DOCUMENT SECTION —
================================

The effects of global warming are alarming. The year 2004 will be the fourth hottest on record since recordkeeping started 150 years ago. Natural disasters partly attributed to global warming will cost insurers $35 billion this year. Scientists have warned that "a long-term increase in global temperature of 3.5 degrees could threaten Latin American water supplies, reduce food yields in Asia and result in a rise in extreme weather conditions in the Caribbean."

But when you stop and think about it, huge shifts have swept the world constantly. The Sahara Desert was once fertile grasslands filled with animals, which we know from rock drawings scientists have discovered in the heart of it. When and why it became dry sand is not clear, but it happened in the last 12,000 years.

Even if we controlled carbon dioxide emissions today, could we prevent some disasters that will unfold over the next 50 years? It may be too late. That doesn't mean we should give up, but we should be realistic in how we talk about these things and how we advise clients. The fact is that man will deal with climate changes as they arise. Some peoples will move. Some lands will go out of production and some into it. There will be destruction, and there will be growth. In the end, man will adapt as man always has.

But, it would be nice if humans would use more foresight than hindsight this time.

Tuesday, December 14, 2004


I find this site interesting. It is part of counterwarfare on the Web. The site tells you who is clicking on your pay-per-click advertisements and driving up your costs unfairly. It was started by a gentleman who discovered a competitor was having click-fests at the gentleman's expense.

What does this have to do with PR? Not much. But it struck me because it shows again how the semi-anonymity of the internet can bring out the worst in people. That is a topic about which PR practitioners should be deeply familiar. The web has its share of goodness. In fact, it started with a grandly ideal concept of people helping people. I remember those days: They didn't last. The creeps found the web as quickly as the idealists, and the creeps have been abusing it ever since.

It would be nice if there were a site for PR practitioners to tell who is throwing insults at their organizations so one could confront them but I am not aware of one. So while advertisers can tell who is clicking whom with a simple program, we have to work harder.

The internet because of its massive coverage is an analog of human nature. Sometimes, human nature isn't nice.

Monday, December 13, 2004

Integrated Marketing 

A hat tip to PR Machine for this catch. It is a discussion in PR week about integrated marketing and how PR firms are adapting to changes. There isn't much new in the article, but it is good to see there is movement toward cooperation among marketing communications arms to serve clients. One would expect that integration might be farther along than it is. The problem still seems to be yielding of control. Each marketing communications arm has to be willing to give a little for the greater good. That is hard to do. It is usually up to a company's marketers to enforce discipline. I suspect PR often takes a back seat in marketing discussions because it is not considered strategic, and it doesn't have the biggest budget. Of course, the only way PR will become strategic is when PR practitioners think and act that way. As long as practitioners are order-takers, there will marketers willing to give orders rather than to listen.

They Don't Get It 

A hat tip to the Ad Freak site for this one. The McCann Worldgroup site is easily the worst flash and motion site that I have encountered in a communications company. Far from proving how good McCann is, the site shows that McCann simply doesn't get the internet or the web. Check it for yourself.

================================

PROVIDED MATERIAL —
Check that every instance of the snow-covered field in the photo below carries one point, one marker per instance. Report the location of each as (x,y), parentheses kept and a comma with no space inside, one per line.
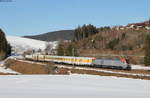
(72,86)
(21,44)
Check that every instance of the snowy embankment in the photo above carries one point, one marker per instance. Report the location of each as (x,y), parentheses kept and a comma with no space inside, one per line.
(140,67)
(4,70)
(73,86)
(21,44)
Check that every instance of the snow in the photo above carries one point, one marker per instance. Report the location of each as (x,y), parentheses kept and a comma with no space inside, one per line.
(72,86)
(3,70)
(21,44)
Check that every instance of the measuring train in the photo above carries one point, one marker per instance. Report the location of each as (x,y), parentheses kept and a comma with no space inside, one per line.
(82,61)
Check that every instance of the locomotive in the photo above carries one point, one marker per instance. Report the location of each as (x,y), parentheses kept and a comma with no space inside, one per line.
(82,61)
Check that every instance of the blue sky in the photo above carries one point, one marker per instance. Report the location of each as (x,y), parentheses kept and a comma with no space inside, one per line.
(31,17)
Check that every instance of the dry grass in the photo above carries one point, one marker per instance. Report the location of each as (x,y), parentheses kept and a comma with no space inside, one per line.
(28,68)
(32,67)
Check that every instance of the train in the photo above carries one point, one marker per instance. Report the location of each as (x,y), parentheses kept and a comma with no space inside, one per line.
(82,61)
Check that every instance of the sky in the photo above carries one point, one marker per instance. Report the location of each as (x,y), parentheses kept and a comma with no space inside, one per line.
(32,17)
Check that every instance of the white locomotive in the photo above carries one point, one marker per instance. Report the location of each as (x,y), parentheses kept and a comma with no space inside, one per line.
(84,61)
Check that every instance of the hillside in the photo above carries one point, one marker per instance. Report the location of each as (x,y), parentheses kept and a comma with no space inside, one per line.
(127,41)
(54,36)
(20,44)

================================

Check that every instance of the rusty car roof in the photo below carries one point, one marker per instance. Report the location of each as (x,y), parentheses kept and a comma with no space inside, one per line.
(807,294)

================================

ACTIONS TO TAKE —
[A] In the blog excerpt above, list every consequence that the quoted scientists say a long-term global temperature increase of 3.5 degrees could bring.
[B] Pick up the blog excerpt after its final sentence, "Check it for yourself.", and write what comes next.

RESULTS FOR THE EXERCISE —
[A]
- A threat to Latin American water supplies
- Reduced food yields in Asia
- A rise in extreme weather conditions in the Caribbean

[B]
Sunday, December 12, 2004

Worth Checking 

This blog doesn't recommend products or services, but the following site might be worth checking if you need public affairs monitoring. Customscoop originally contacted me because the firm thought I might be interested in news monitoring, but the site doesn't find news any faster than Google or Yahoo news searches. What I do like, however, is the number of government and policy sources it covers. This area, I believe, is overlooked.

The site claims it examines 7,000 government sources including the European Union as well as 1,200 policy sources including state and regional associations, think tanks and advocacy groups. Because so much of what PR deals with these days comes from political sources, it might be worth watching these areas.

We had a big-name monitoring service at our agency, and we gave it up a few months ago. It didn't work well, and it was slow. Further, it was mindless in what it filtered. When a colleague surveyed the agency to find out who was using the service, he found only one person. Monitoring services seem to work best when one has several keywords and clients to track or large volumes of electronic clips daily. Otherwise, it seems better and faster to do it by hand. What has been your experience?

Friday, December 10, 2004

Trust, cont. 

There have been reports in the last couple of days about whom people trust. Car salesmen were at the bottom of the ranking. I bring this up because I have just purchased a vehicle for the family. I couldn't face a gauntlet of salesmen hustling me. They have to make a living, but please...

The internet was salvation. I found the vehicle online that I wanted with features I was looking for. I checked the manufacturer's invoice price, the suggested retail price (MSRP), and location of dealers. I wrote the internet salesperson at each dealer and asked for a bid. After two rounds of bidding where each could improve the offer, I selected one and am completing the deal. As a precaution, we did visit each dealership surreptitiously but did not talk to a single salesperson in the process. We also saw the vehicle we are going to buy without a single person bothering us.

It's sad when an institution has such a low reputation that you don't want to work with it, but that's the case with car dealers. I don't plan to buy a car again anytime soon, but I will use the internet when I do. Anything to avoid a pushy salesman.

Trust and Brand 

This study might seem obvious but it verifies what I was writing in the paper, "Trust, Reason and Relations." It was an examination at MIT of 10,000 internet shoppers over a year searching for books. MIT learned that 51% of the shoppers were willing to pay more to purchase the same book from a better-known vendor whom they can trust. Price was not the determining factor.

The study affirmed that there is something to brands after all -- at least in the online world. The issue of trust is obvious. In an environment of uncertainty, shoppers prefer to deal with sellers who have established a reputation for fair dealing.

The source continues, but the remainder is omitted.